▶ [Set exercise]
Copy every line of the entries below without any change, leaving out the pictures.

begin Task input

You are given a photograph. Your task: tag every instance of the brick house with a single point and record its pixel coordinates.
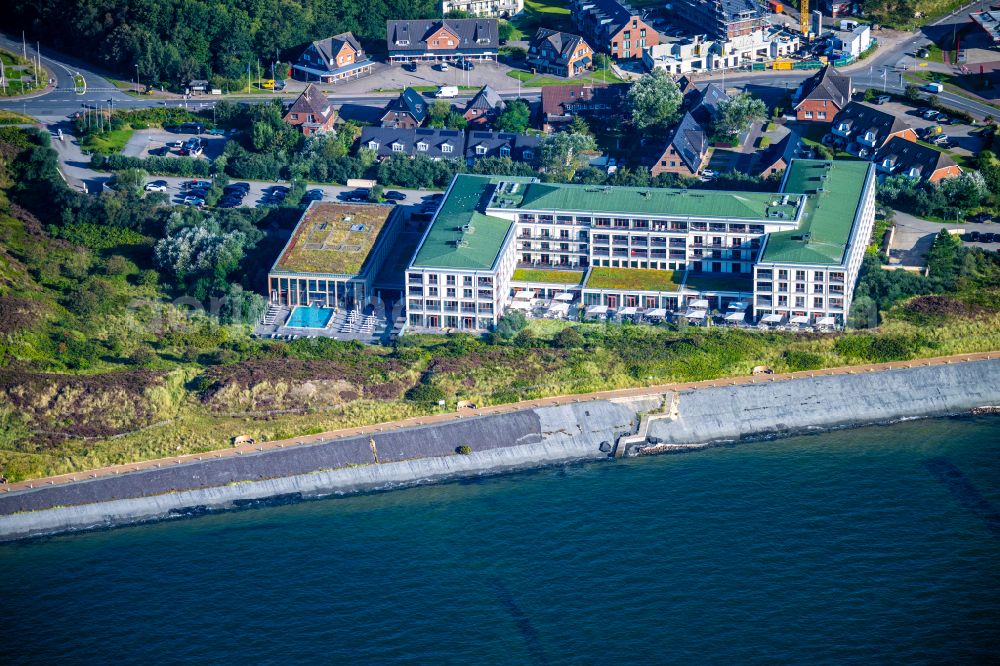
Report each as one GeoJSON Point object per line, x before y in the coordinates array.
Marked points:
{"type": "Point", "coordinates": [484, 107]}
{"type": "Point", "coordinates": [822, 96]}
{"type": "Point", "coordinates": [331, 60]}
{"type": "Point", "coordinates": [311, 112]}
{"type": "Point", "coordinates": [901, 157]}
{"type": "Point", "coordinates": [685, 151]}
{"type": "Point", "coordinates": [406, 111]}
{"type": "Point", "coordinates": [613, 27]}
{"type": "Point", "coordinates": [560, 53]}
{"type": "Point", "coordinates": [862, 130]}
{"type": "Point", "coordinates": [439, 40]}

end Task input

▶ [Finished answer]
You are given a photograph. Your task: tag every instance of the brick house with a single point and record its pixel coordinates.
Report each as one GeoJSON Point object per line, x before y in the coordinates array.
Marked points:
{"type": "Point", "coordinates": [484, 107]}
{"type": "Point", "coordinates": [822, 96]}
{"type": "Point", "coordinates": [331, 60]}
{"type": "Point", "coordinates": [311, 112]}
{"type": "Point", "coordinates": [901, 157]}
{"type": "Point", "coordinates": [685, 151]}
{"type": "Point", "coordinates": [406, 111]}
{"type": "Point", "coordinates": [613, 27]}
{"type": "Point", "coordinates": [560, 53]}
{"type": "Point", "coordinates": [862, 130]}
{"type": "Point", "coordinates": [439, 40]}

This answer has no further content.